Work order:
Set down exactly, from the records below, the line with "Query: potted plant" through the line with "Query: building exterior", and nothing else.

Supplied data:

*****

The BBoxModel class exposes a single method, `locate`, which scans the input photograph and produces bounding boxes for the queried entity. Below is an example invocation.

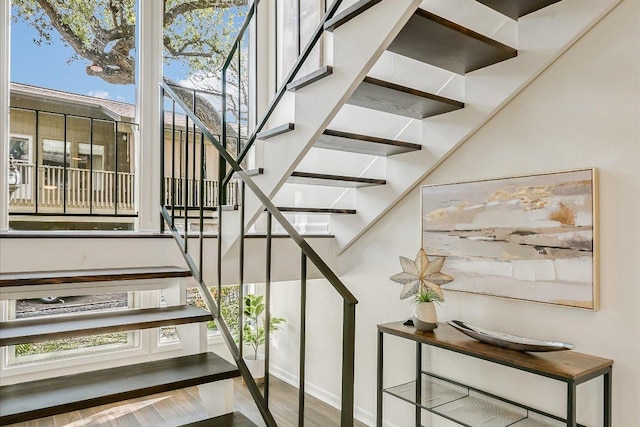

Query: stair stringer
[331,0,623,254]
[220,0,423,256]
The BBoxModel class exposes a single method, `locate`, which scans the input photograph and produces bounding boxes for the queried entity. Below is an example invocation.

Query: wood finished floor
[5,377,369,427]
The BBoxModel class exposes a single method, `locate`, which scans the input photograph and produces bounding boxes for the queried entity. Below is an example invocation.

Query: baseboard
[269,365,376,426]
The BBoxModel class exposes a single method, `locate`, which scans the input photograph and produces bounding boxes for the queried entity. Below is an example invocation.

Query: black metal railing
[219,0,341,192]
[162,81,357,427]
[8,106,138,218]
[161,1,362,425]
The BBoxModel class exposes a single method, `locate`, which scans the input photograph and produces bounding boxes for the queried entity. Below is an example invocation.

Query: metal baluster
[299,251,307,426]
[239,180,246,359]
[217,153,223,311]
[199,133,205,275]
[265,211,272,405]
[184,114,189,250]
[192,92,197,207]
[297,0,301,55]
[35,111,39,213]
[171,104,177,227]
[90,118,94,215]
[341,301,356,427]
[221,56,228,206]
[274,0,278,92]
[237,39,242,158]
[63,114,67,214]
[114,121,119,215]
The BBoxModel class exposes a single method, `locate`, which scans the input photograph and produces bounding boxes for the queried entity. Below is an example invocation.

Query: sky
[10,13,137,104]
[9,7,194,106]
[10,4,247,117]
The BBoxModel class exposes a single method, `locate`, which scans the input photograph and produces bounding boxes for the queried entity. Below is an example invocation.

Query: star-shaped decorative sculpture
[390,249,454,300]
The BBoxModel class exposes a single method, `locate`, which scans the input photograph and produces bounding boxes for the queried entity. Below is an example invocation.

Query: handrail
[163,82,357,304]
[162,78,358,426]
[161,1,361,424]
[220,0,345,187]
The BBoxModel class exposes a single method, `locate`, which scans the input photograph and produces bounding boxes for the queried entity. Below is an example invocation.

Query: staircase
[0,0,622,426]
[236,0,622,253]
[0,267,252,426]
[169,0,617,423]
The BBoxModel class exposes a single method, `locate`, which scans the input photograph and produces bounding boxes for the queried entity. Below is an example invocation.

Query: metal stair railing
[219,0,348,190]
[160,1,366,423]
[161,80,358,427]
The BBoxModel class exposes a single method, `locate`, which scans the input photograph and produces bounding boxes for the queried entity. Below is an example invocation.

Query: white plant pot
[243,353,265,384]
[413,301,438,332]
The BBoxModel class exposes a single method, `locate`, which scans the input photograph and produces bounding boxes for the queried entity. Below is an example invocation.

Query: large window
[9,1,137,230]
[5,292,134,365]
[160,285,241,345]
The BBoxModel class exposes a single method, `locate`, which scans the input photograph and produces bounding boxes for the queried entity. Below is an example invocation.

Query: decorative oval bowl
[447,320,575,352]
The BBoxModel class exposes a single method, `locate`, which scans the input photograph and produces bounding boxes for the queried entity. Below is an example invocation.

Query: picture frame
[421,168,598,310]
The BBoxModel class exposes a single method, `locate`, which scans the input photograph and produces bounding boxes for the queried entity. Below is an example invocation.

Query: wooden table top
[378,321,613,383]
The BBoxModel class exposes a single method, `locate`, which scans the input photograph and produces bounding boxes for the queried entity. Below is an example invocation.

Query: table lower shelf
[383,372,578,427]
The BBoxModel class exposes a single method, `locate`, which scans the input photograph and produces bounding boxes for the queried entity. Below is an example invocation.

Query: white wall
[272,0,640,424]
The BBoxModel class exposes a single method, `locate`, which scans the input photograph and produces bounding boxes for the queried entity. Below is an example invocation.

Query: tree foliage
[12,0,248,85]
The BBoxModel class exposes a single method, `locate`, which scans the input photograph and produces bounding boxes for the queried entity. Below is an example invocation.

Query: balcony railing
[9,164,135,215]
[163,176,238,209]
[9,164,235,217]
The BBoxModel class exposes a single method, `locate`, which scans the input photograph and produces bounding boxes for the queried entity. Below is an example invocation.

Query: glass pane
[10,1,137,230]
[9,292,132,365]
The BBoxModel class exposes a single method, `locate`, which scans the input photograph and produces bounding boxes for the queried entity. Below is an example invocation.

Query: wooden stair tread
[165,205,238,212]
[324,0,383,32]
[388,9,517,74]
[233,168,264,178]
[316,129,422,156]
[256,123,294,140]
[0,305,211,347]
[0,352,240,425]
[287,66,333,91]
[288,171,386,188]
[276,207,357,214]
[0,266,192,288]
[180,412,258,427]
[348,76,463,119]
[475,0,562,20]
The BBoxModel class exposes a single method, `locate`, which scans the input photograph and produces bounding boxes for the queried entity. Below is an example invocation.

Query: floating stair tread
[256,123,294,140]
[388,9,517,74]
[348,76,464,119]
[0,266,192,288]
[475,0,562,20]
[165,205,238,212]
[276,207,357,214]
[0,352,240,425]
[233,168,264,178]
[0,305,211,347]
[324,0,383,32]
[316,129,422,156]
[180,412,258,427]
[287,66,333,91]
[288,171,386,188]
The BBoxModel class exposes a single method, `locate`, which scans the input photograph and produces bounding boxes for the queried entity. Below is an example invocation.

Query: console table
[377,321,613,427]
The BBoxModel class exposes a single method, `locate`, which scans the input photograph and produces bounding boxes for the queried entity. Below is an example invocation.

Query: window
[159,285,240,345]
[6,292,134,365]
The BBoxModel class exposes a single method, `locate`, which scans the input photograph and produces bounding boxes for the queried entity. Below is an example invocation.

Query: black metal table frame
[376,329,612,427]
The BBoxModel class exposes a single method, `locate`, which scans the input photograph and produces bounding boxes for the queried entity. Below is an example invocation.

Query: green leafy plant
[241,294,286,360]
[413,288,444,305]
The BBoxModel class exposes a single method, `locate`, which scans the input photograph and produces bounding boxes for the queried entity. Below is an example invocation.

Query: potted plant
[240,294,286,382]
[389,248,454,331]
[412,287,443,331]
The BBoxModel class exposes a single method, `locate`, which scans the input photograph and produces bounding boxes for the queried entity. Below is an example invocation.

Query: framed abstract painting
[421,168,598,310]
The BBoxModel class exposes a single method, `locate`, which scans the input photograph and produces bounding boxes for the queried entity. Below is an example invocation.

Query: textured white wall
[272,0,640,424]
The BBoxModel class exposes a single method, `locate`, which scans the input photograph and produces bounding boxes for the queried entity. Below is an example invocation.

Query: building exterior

*****

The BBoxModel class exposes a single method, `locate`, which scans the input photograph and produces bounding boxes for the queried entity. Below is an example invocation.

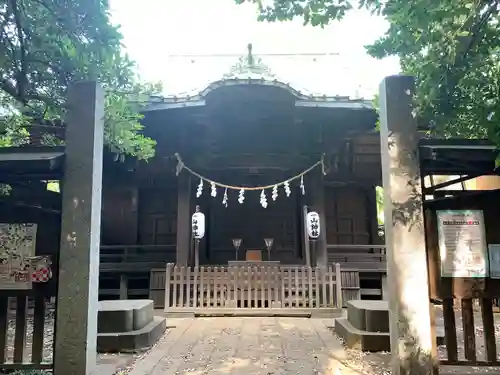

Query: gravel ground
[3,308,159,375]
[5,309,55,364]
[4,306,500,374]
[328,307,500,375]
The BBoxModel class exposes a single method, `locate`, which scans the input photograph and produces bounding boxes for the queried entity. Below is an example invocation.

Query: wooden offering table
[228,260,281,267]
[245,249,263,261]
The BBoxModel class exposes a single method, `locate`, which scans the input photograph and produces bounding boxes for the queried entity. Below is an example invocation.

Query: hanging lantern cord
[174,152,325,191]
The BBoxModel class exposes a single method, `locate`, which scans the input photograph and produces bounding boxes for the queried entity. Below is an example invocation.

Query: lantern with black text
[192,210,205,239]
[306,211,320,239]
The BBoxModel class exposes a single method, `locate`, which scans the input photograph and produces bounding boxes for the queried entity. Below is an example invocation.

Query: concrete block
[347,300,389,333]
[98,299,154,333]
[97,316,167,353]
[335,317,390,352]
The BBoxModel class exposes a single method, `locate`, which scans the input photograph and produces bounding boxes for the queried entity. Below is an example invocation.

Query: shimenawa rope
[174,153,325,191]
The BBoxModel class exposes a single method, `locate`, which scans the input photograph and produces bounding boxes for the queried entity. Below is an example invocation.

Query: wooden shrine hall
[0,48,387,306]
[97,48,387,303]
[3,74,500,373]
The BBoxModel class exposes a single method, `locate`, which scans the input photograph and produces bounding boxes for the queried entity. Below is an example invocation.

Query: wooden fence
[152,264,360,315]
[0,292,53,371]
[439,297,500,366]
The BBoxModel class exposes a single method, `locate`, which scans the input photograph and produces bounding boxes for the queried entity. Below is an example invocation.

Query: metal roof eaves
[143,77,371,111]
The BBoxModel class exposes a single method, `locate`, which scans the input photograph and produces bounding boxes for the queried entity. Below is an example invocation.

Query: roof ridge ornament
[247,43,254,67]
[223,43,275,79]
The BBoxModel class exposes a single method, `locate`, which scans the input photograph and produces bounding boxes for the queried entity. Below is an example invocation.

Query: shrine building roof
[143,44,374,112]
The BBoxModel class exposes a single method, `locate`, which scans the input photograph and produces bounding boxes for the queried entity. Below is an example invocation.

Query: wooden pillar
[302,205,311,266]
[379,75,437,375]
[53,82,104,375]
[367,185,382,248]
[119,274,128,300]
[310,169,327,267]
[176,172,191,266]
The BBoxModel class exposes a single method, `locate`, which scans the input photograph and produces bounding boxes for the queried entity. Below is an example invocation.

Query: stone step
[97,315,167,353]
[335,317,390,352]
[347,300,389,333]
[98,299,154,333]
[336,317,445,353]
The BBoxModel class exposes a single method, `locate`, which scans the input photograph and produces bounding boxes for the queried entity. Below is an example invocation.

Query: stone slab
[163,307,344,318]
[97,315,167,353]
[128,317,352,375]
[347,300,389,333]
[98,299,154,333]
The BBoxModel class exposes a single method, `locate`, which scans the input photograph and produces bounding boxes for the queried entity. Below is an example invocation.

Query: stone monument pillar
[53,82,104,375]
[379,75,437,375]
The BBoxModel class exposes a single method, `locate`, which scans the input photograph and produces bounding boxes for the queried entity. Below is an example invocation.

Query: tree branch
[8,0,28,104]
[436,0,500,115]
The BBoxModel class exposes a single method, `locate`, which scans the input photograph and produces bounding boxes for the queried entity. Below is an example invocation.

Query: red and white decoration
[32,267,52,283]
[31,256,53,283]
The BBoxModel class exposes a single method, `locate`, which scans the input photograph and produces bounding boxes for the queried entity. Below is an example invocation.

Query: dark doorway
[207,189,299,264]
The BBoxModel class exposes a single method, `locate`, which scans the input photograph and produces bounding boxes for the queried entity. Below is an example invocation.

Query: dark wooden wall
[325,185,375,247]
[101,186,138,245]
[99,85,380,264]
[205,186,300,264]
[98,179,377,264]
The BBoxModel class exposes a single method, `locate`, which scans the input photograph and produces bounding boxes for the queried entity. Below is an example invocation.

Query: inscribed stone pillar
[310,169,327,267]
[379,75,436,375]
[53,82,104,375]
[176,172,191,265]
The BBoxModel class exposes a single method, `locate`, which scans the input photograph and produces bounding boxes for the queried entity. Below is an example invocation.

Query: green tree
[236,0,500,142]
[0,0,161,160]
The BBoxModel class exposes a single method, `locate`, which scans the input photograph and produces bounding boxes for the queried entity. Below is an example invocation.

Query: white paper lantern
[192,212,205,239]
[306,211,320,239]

*****

Expected answer:
Query: potted plant
[240,294,286,382]
[389,248,454,331]
[412,287,443,331]
The BBoxModel class exposes a single method, `locate`, which scans the input photograph and produces bounding boxes for the queried entity. Below is an example invocation.

Query: framed abstract painting
[421,168,598,310]
The BBoxModel class exposes a single method, `locate`, which scans the input photograph and produces bounding boxes for the queried entity. Below is an example invocation.

Query: textured white wall
[272,0,640,424]
The BBoxModel class exposes a single method, `locate`, which scans the input photograph and produces bounding boxes for the queried entity. Below is an example invocation.

Query: building exterior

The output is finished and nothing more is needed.